Passage given:
====================

Implementation Plan¶
Phase 1: MVP (Week 1-2)¶
- Create S3 bucket with Object Lock enabled
- Implement basic PUT endpoint for bundle upload
- Add retention period header handling
- Deploy to staging environment
Phase 2: Compliance (Week 3-4)¶
- Add legal hold API endpoints
- Implement retention tier selection
- Create compliance audit logs (CloudTrail)
- Document SEC 17a-4 procedures
Phase 3: Multi-Region (Q3)¶
- Cross-region replication for disaster recovery
- Multi-cloud support (Azure Immutable Blob)
Acceptance Criteria¶
- Bundles cannot be deleted before retention period expires
- Legal hold prevents deletion indefinitely
- All operations logged to CloudTrail
- Encryption at rest (KMS) and in transit (TLS 1.3)

====================

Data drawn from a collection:
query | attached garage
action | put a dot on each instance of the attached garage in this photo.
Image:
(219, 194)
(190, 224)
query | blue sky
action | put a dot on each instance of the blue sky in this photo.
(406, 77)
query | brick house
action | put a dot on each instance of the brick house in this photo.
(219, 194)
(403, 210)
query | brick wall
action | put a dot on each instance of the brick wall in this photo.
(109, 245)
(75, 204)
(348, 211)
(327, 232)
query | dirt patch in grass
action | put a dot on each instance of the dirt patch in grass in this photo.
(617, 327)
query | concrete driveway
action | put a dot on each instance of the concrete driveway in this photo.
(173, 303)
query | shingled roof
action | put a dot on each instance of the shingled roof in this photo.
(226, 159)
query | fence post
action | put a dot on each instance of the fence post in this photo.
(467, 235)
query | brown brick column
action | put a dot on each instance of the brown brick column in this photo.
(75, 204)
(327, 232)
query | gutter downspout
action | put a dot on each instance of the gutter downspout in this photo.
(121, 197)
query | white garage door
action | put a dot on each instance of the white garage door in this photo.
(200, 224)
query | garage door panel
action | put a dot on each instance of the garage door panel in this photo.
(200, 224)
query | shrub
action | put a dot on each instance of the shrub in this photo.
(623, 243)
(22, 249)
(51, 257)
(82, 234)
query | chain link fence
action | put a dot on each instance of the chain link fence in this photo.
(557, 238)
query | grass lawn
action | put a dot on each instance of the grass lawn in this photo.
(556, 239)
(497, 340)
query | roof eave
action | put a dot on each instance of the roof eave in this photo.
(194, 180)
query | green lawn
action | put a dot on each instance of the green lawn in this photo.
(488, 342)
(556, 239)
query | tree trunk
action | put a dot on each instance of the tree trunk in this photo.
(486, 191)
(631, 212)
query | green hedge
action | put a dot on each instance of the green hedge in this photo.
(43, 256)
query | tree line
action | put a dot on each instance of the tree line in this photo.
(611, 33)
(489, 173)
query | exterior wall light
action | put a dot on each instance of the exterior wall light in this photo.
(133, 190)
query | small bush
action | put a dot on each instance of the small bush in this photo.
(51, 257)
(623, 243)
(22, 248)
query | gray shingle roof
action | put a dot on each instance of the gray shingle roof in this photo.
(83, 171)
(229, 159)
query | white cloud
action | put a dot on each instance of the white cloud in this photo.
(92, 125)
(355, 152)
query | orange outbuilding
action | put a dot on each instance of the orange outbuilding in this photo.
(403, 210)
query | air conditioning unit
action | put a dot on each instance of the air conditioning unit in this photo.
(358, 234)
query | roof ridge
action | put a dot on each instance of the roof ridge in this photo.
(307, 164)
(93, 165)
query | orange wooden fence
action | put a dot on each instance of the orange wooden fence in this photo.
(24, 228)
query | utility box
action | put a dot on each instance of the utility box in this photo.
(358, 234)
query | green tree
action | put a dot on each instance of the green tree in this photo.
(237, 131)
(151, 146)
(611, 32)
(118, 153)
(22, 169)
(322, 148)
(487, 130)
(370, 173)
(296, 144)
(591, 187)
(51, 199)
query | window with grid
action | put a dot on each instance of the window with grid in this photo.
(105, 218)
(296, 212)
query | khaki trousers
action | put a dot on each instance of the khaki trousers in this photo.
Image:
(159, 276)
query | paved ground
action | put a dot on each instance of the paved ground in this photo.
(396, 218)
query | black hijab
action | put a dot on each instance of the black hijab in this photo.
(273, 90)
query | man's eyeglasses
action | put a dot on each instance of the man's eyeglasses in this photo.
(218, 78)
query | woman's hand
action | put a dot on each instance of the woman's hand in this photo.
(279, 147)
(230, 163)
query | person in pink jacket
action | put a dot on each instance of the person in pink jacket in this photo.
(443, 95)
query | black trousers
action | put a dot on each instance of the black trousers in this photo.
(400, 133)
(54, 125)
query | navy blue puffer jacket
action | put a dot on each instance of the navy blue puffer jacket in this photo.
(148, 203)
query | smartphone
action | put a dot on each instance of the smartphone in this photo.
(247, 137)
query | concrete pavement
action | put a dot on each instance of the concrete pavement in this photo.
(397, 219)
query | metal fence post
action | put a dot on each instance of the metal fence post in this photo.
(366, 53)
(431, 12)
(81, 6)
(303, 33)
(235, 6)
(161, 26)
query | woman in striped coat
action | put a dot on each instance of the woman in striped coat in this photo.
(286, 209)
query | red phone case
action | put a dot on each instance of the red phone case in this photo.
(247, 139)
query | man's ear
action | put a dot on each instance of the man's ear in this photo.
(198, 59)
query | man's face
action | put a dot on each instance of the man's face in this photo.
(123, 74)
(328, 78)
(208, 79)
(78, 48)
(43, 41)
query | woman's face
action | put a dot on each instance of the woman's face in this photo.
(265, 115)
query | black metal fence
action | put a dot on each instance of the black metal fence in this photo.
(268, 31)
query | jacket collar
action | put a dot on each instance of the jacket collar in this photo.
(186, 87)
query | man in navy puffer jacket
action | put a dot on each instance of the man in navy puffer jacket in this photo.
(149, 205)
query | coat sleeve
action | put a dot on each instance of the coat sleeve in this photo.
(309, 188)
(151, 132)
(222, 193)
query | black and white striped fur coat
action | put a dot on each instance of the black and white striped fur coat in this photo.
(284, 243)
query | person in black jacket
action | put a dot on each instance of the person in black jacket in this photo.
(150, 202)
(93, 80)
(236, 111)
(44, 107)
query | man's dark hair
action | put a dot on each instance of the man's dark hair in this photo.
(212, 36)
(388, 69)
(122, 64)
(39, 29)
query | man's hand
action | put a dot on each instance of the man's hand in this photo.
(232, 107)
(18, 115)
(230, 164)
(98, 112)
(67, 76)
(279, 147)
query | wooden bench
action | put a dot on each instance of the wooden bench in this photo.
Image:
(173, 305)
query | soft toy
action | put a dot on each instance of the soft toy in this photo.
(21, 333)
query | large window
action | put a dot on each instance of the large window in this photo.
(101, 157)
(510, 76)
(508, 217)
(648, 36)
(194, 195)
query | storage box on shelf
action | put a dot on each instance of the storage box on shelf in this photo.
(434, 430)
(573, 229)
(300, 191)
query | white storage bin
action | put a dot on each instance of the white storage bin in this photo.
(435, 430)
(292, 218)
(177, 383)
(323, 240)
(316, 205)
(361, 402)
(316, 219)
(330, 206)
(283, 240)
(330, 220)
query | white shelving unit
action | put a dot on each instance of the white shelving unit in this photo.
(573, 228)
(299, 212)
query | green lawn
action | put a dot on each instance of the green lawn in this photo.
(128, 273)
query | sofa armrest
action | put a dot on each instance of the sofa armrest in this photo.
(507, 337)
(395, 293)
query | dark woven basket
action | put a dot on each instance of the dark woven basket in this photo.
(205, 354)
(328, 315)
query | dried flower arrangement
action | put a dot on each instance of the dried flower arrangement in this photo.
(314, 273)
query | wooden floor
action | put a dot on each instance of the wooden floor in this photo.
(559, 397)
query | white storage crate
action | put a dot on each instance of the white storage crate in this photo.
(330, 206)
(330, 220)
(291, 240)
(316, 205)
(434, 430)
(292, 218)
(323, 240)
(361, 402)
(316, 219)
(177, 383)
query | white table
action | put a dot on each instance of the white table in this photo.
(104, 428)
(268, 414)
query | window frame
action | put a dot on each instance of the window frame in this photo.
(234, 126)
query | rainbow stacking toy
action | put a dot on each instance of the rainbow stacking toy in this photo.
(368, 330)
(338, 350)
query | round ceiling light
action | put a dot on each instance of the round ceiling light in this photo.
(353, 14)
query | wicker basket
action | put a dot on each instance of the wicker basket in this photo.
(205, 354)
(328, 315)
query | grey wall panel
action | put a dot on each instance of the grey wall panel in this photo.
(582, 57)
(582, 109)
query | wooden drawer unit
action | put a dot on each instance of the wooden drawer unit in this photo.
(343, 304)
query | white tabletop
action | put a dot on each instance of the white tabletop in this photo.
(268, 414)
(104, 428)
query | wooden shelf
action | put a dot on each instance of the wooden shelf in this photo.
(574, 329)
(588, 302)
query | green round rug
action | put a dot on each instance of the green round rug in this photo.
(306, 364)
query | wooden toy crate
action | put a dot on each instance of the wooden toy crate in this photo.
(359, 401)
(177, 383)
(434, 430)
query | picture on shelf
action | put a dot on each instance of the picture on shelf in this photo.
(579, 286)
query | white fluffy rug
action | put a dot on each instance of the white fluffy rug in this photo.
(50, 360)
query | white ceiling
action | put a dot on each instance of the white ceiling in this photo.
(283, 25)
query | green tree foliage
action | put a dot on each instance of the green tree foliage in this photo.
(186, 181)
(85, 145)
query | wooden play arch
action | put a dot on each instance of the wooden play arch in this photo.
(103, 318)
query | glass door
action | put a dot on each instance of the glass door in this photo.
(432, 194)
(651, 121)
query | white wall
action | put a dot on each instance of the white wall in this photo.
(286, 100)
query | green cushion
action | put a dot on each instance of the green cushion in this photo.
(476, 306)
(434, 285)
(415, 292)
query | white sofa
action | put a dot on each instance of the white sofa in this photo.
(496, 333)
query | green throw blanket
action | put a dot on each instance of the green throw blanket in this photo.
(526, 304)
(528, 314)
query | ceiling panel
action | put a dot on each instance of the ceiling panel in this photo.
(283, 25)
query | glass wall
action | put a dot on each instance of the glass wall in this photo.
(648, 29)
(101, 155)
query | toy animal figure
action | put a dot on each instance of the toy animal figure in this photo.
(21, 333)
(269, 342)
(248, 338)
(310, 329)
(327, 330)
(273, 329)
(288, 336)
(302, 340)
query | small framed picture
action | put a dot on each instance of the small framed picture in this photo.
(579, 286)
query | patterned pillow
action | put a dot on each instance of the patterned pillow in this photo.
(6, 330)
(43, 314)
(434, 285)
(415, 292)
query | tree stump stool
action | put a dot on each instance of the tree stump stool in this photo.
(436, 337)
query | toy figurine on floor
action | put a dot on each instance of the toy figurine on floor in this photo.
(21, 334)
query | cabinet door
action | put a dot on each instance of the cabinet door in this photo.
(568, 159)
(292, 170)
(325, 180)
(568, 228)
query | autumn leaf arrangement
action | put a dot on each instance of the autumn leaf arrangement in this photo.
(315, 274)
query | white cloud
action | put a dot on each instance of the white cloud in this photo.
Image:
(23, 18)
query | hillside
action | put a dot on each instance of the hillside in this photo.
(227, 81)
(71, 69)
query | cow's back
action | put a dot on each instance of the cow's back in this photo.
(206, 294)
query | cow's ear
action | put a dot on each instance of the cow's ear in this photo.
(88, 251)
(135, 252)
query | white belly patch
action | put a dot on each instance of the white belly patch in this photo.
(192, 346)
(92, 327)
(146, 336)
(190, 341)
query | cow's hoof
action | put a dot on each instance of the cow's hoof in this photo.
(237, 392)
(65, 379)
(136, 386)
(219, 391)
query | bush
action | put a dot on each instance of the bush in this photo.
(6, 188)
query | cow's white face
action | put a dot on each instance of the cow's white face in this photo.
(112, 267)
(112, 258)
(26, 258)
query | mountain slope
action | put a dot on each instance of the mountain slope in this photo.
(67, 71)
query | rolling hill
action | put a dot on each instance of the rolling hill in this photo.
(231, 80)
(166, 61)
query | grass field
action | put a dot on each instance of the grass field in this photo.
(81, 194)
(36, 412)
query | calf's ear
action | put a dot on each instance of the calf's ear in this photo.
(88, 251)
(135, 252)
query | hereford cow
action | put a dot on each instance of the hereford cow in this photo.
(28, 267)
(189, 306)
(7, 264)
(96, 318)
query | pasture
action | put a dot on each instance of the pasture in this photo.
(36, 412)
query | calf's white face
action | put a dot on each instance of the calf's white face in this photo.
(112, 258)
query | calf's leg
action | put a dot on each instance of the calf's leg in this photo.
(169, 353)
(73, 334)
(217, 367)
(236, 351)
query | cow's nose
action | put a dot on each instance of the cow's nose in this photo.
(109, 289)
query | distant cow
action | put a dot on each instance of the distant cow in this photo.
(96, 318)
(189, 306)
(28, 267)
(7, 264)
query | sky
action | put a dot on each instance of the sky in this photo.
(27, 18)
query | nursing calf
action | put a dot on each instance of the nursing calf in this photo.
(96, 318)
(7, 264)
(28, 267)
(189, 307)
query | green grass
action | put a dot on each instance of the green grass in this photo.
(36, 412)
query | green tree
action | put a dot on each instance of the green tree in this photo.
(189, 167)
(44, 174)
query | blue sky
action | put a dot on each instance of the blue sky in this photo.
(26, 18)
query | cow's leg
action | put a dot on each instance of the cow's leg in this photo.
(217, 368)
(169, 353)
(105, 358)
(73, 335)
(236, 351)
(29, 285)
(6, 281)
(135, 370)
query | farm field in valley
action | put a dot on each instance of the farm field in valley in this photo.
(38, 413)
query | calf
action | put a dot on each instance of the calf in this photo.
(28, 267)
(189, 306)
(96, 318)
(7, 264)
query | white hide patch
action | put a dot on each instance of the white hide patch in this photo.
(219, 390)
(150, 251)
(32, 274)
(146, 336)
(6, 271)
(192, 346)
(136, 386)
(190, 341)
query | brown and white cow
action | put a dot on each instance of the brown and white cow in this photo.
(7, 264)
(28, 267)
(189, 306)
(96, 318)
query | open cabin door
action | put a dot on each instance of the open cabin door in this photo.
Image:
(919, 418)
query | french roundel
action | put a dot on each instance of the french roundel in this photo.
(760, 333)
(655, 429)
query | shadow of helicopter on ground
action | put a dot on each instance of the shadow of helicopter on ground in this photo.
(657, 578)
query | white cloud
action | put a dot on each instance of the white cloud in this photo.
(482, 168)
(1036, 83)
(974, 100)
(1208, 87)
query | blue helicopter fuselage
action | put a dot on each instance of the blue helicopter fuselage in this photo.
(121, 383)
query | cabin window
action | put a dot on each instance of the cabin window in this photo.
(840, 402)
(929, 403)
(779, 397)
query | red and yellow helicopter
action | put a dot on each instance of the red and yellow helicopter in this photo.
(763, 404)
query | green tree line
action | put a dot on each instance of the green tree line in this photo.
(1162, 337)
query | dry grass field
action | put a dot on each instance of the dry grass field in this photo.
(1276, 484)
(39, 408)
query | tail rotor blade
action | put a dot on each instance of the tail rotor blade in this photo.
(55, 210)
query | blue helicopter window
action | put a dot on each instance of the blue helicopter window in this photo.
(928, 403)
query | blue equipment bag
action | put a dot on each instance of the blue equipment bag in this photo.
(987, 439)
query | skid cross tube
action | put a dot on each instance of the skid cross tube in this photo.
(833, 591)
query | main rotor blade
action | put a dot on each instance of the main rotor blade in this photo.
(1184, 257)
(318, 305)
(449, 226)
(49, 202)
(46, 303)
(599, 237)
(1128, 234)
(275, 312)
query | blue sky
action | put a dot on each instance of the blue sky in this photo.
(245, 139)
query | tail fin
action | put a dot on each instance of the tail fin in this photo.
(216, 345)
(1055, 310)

====================

Problem requirements: Could you write the next part of the implementation plan above, starting right after its final acceptance criterion on encryption?

Exercise output:
- Cohasset compliance letter available for customers
Consequences¶
Positive¶
- Regulatory compliance out-of-the-box
- No custom verification logic needed
- Independent certification (Cohasset)
- Cost-effective ($0.023/GB/month for S3 Standard)
Negative¶
- AWS lock-in for initial implementation
- Cannot truly delete data during retention (even if requested)
- Storage costs accumulate over retention period
Neutral¶
- Versioning required (minor storage overhead)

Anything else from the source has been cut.